Text to read =>
- - - - -
Deploying a Scalable End to End Customer Churn Prediction Solution with AWS

A deployment package for a production-ready End to End customer churn prediction pipeline

Published in

Towards Data Science

11 min readMay 13, 2021

By Baichuan Sun, Charles Frenzel, Yin Song and Eden Duthie

Losing customers costs money. Discovering customers likely to leave, and then stopping them from churning, saves money. Wouldn’t it be great if you could hold onto customers longer, maximizing their lifetime revenue? Wouldn’t it be even better if this could be done with machine learning scaleably?

Well guess what — now you can!

*Source: Kinjiro* *www.brandonlepine.art/, courtesy* *GIPHY*

In this blog post, you will deploy an End to End Customer Churn Prediction solution using AWS services. You will build automated training and inference pipelines with Amazon SageMaker and AWS Step Functions for Machine Learning churn detection. Aside from identifying customers that are most likely to churn, on demand capabilities, run as ETL procedures, support preprocessing, and have explainability all baked in. The Customer Churn Pipeline on AWS is templated with infrastructure as code enabling it to be scaled and reapplied. This solution serves as a reference implementation, that makes it easier for organisations of all sizes to implement an end-to-end training and inference pipeline.

This solution supports data ingestion, training/retraining, and inference by using Amazon Lambda calls to trigger pipeline runs. It makes use of Amazon S3 integrated directly with Amazon SageMaker and AWS Step Functions backed by, Amazon Glue and Amazon Athena. This allows for the ability to automate runs, experiment rapidly, deploy quickly and easily incorporate expanding data sizes at the Terabyte level.

Solution Overview 🏗️

The following architectural diagram illustrates the workflow of the solution:

The workflow includes the following steps:

An S3 bucket that serves to house data, cloud formation templates, and model artefacts
An Amazon Glue Crawler which scans the data from S3 and loads it into the Athena database
An Amazon Athena database pointing to the training and inference data in S3
A training pipeline step function workflow (state space machine) which consists of Amazon Lambda triggers that run Amazon SageMaker Preprocessing and Amazon SageMaker training jobs
An inference pipeline step function workflow (state space machine) which consists of Amazon Lambda triggers that run Amazon SageMaker Preprocessing and Amazon SageMaker inference jobs

Before you get started, you will first need an AWS account setup with credentials configured, as explained in this documentation. In addition, make sure the AWS Command Line Interface AWS CLI is already installed. This tutorial assumes that you have an environment with the necessary Identity Access Management IAM permissions.
- - - - -
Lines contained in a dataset
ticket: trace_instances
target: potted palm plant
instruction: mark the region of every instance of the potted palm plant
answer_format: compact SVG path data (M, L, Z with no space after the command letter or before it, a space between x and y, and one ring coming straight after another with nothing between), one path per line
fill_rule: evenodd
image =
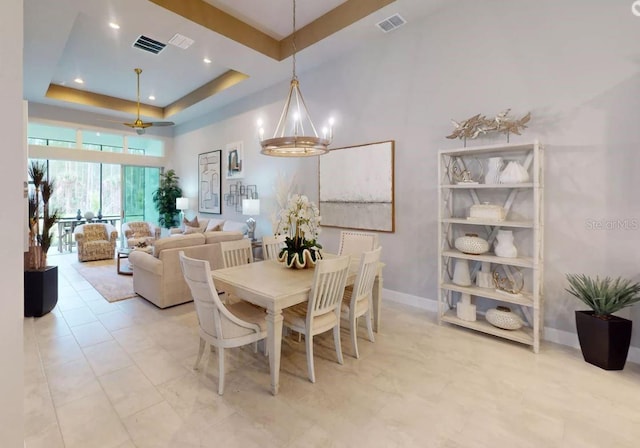
M591 311L576 311L582 356L605 370L622 370L627 361L633 322L613 313L640 301L640 283L620 277L601 279L567 274L567 291Z
M24 270L24 315L40 317L58 303L58 267L47 265L47 251L51 246L51 230L61 212L49 205L55 181L45 179L46 164L32 161L28 172L34 189L28 198L29 252Z
M182 189L178 184L180 178L174 170L160 174L160 186L153 192L153 203L160 214L160 225L170 228L176 225L176 199L182 196Z

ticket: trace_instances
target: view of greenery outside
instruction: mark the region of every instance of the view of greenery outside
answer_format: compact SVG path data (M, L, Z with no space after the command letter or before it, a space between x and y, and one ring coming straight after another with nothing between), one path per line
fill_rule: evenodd
M37 135L42 131L46 138ZM110 135L83 130L82 145L75 140L76 131L56 126L29 124L28 144L56 146L102 152L123 152L122 135ZM59 138L60 135L62 138ZM58 138L50 138L56 136ZM120 145L120 146L119 146ZM132 147L139 145L139 147ZM129 154L162 155L159 140L129 137ZM31 159L30 159L31 160ZM160 168L79 162L73 160L42 160L47 163L47 178L55 179L55 194L51 207L62 210L63 218L75 218L78 210L82 217L87 211L96 217L102 212L104 218L122 221L158 222L158 212L151 196L158 188ZM123 203L124 201L124 203ZM118 231L120 231L119 225ZM54 229L51 247L57 247L58 234Z

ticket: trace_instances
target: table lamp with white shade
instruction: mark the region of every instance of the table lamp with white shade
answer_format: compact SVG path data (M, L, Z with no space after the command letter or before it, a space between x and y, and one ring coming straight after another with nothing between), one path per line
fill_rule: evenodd
M180 215L184 219L184 211L189 208L189 198L176 198L176 209L180 210ZM182 223L182 219L180 222Z
M242 214L247 216L260 215L260 199L243 199L242 200ZM247 219L247 227L249 232L247 236L251 241L256 240L256 220L253 218Z

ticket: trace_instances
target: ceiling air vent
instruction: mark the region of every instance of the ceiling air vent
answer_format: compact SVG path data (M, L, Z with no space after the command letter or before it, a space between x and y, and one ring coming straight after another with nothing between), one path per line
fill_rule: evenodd
M391 17L387 17L382 22L378 22L376 25L382 31L388 33L389 31L393 31L396 28L400 28L405 23L407 23L407 21L404 20L400 14L394 14Z
M133 46L141 50L148 51L149 53L158 54L167 46L167 44L163 44L162 42L158 42L150 37L141 35L133 43Z

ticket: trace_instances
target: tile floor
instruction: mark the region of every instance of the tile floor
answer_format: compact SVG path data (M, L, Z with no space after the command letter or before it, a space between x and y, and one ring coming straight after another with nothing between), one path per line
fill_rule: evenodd
M232 350L221 397L215 353L191 369L192 304L109 304L70 266L75 255L51 261L58 306L24 325L28 448L640 445L640 366L606 372L550 343L535 355L393 303L359 360L347 333L342 366L330 334L318 339L316 384L304 344L285 341L276 397L267 359Z

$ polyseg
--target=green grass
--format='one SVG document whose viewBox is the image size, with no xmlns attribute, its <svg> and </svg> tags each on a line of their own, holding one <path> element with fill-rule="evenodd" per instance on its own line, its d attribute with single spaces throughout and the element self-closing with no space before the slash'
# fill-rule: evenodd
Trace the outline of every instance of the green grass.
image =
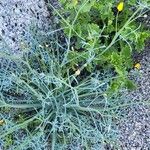
<svg viewBox="0 0 150 150">
<path fill-rule="evenodd" d="M 94 53 L 70 68 L 76 59 L 68 59 L 71 35 L 61 41 L 62 34 L 62 28 L 45 37 L 33 33 L 32 45 L 23 49 L 22 56 L 0 51 L 3 149 L 98 150 L 108 145 L 119 149 L 117 123 L 125 117 L 124 108 L 136 103 L 126 103 L 122 89 L 108 92 L 110 83 L 119 78 L 112 68 L 85 69 Z M 75 74 L 77 69 L 80 75 Z"/>
</svg>

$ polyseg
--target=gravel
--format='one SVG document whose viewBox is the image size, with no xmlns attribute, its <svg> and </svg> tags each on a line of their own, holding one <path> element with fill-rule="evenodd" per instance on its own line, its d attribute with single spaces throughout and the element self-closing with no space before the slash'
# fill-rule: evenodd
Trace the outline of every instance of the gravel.
<svg viewBox="0 0 150 150">
<path fill-rule="evenodd" d="M 141 64 L 139 71 L 132 70 L 131 76 L 137 83 L 137 89 L 126 93 L 126 100 L 132 102 L 150 102 L 150 43 L 137 58 Z M 121 145 L 123 150 L 150 149 L 150 107 L 142 104 L 125 110 L 126 119 L 120 122 Z"/>
<path fill-rule="evenodd" d="M 43 0 L 2 0 L 0 1 L 0 36 L 12 53 L 21 50 L 21 41 L 30 42 L 31 27 L 47 32 L 50 14 Z M 1 38 L 0 38 L 1 39 Z M 0 50 L 5 50 L 0 42 Z"/>
</svg>

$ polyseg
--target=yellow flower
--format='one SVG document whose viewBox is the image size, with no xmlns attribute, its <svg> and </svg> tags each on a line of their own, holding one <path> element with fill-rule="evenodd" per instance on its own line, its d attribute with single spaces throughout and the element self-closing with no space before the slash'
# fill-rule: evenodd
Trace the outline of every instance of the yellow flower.
<svg viewBox="0 0 150 150">
<path fill-rule="evenodd" d="M 141 64 L 140 64 L 140 63 L 136 63 L 136 64 L 134 65 L 134 68 L 140 69 L 140 68 L 141 68 Z"/>
<path fill-rule="evenodd" d="M 76 76 L 80 75 L 80 70 L 79 69 L 75 72 L 75 75 Z"/>
<path fill-rule="evenodd" d="M 118 11 L 122 11 L 124 7 L 124 2 L 120 2 L 117 6 Z"/>
<path fill-rule="evenodd" d="M 5 123 L 4 120 L 0 120 L 0 126 L 2 126 Z"/>
<path fill-rule="evenodd" d="M 78 4 L 78 0 L 73 0 L 73 4 L 76 6 Z"/>
</svg>

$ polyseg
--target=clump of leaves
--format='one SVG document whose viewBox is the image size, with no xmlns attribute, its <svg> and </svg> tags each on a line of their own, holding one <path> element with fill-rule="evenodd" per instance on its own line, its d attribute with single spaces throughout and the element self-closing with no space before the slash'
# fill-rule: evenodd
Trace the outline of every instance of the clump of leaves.
<svg viewBox="0 0 150 150">
<path fill-rule="evenodd" d="M 132 54 L 144 48 L 150 32 L 137 22 L 149 9 L 148 0 L 59 0 L 62 9 L 55 12 L 67 36 L 67 56 L 64 64 L 74 68 L 86 64 L 94 72 L 99 67 L 112 68 L 117 80 L 111 82 L 111 91 L 121 87 L 135 88 L 128 79 L 133 67 Z"/>
<path fill-rule="evenodd" d="M 37 45 L 23 57 L 0 53 L 0 114 L 4 108 L 13 110 L 7 119 L 1 116 L 2 143 L 7 145 L 5 139 L 12 135 L 13 149 L 113 144 L 113 121 L 120 116 L 122 101 L 105 93 L 112 75 L 99 71 L 81 80 L 67 64 L 62 66 L 66 53 L 60 55 L 56 45 Z"/>
</svg>

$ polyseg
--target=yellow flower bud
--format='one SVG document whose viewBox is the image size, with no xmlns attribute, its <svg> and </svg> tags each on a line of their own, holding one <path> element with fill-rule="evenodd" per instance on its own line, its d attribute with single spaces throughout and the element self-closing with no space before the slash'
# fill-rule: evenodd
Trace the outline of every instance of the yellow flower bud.
<svg viewBox="0 0 150 150">
<path fill-rule="evenodd" d="M 136 64 L 134 65 L 134 68 L 140 69 L 140 68 L 141 68 L 141 64 L 140 64 L 140 63 L 136 63 Z"/>
<path fill-rule="evenodd" d="M 75 72 L 75 75 L 76 76 L 80 75 L 80 70 L 79 69 Z"/>
<path fill-rule="evenodd" d="M 4 120 L 0 120 L 0 126 L 2 126 L 5 123 Z"/>
<path fill-rule="evenodd" d="M 122 11 L 124 7 L 124 2 L 120 2 L 117 6 L 118 11 Z"/>
</svg>

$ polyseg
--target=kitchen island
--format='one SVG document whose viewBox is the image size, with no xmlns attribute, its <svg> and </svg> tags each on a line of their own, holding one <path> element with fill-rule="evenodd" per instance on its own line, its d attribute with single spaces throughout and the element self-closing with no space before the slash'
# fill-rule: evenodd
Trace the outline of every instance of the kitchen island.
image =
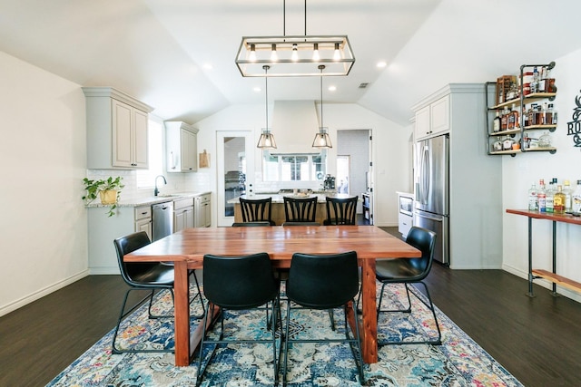
<svg viewBox="0 0 581 387">
<path fill-rule="evenodd" d="M 293 195 L 293 194 L 255 194 L 253 196 L 242 195 L 240 197 L 236 197 L 228 200 L 229 204 L 234 205 L 234 221 L 241 222 L 242 221 L 242 212 L 240 207 L 240 198 L 247 198 L 247 199 L 260 199 L 260 198 L 272 198 L 272 214 L 271 215 L 271 218 L 277 224 L 281 225 L 286 220 L 286 216 L 284 215 L 284 197 L 288 196 L 290 198 L 312 198 L 313 196 L 317 197 L 317 212 L 315 214 L 315 221 L 320 224 L 323 224 L 323 221 L 327 218 L 327 208 L 326 208 L 326 198 L 350 198 L 350 195 L 347 194 L 338 194 L 336 192 L 327 192 L 327 193 L 316 193 L 316 194 L 309 194 L 309 195 Z"/>
</svg>

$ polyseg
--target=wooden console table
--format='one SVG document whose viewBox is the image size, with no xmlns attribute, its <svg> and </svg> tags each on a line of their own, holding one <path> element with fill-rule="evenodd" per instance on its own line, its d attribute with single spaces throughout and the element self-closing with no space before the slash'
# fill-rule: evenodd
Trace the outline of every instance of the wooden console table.
<svg viewBox="0 0 581 387">
<path fill-rule="evenodd" d="M 553 295 L 556 295 L 556 285 L 581 292 L 581 283 L 566 278 L 556 274 L 556 222 L 581 225 L 581 217 L 568 214 L 552 214 L 547 212 L 529 211 L 527 209 L 507 209 L 508 214 L 523 215 L 528 218 L 528 293 L 527 295 L 534 297 L 533 281 L 545 278 L 553 283 Z M 553 222 L 553 271 L 533 268 L 533 219 L 547 219 Z"/>
</svg>

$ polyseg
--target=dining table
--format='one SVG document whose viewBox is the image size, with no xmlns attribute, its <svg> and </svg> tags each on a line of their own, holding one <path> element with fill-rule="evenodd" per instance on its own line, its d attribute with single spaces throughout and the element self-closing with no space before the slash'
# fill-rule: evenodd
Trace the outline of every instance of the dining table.
<svg viewBox="0 0 581 387">
<path fill-rule="evenodd" d="M 123 260 L 173 262 L 175 365 L 186 366 L 200 343 L 202 330 L 208 329 L 212 321 L 208 319 L 208 326 L 200 323 L 190 332 L 188 271 L 203 269 L 205 254 L 242 256 L 266 252 L 274 268 L 288 268 L 294 253 L 324 255 L 348 251 L 357 252 L 361 269 L 361 318 L 350 312 L 348 319 L 352 327 L 359 324 L 363 361 L 373 363 L 378 362 L 375 261 L 421 255 L 417 248 L 379 227 L 186 228 L 125 255 Z"/>
</svg>

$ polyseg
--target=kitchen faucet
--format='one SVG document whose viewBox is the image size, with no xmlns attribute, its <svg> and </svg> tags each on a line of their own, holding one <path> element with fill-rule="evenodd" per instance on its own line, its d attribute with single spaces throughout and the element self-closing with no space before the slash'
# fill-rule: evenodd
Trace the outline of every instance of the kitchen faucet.
<svg viewBox="0 0 581 387">
<path fill-rule="evenodd" d="M 160 189 L 157 188 L 157 179 L 158 178 L 162 178 L 163 179 L 163 184 L 167 184 L 167 180 L 165 179 L 165 176 L 163 175 L 157 175 L 155 177 L 155 189 L 153 189 L 153 196 L 157 196 L 160 193 Z"/>
</svg>

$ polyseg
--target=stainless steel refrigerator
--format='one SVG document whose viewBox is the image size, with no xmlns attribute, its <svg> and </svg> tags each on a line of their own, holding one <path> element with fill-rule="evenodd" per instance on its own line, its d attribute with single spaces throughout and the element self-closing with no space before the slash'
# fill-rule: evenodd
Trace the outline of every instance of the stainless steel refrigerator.
<svg viewBox="0 0 581 387">
<path fill-rule="evenodd" d="M 449 266 L 449 137 L 416 142 L 413 225 L 436 232 L 434 259 Z"/>
</svg>

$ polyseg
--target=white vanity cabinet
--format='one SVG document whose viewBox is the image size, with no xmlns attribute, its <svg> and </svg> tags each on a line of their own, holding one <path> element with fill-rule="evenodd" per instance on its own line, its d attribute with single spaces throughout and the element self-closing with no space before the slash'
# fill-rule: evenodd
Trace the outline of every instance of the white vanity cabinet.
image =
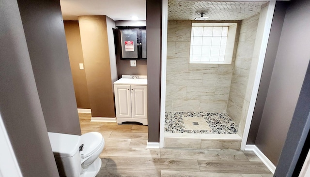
- - - - -
Goal of the exercise => In the churn prediction article, which component scans the data from S3 and loads it into the Athena database?

Expected answer => An Amazon Glue Crawler.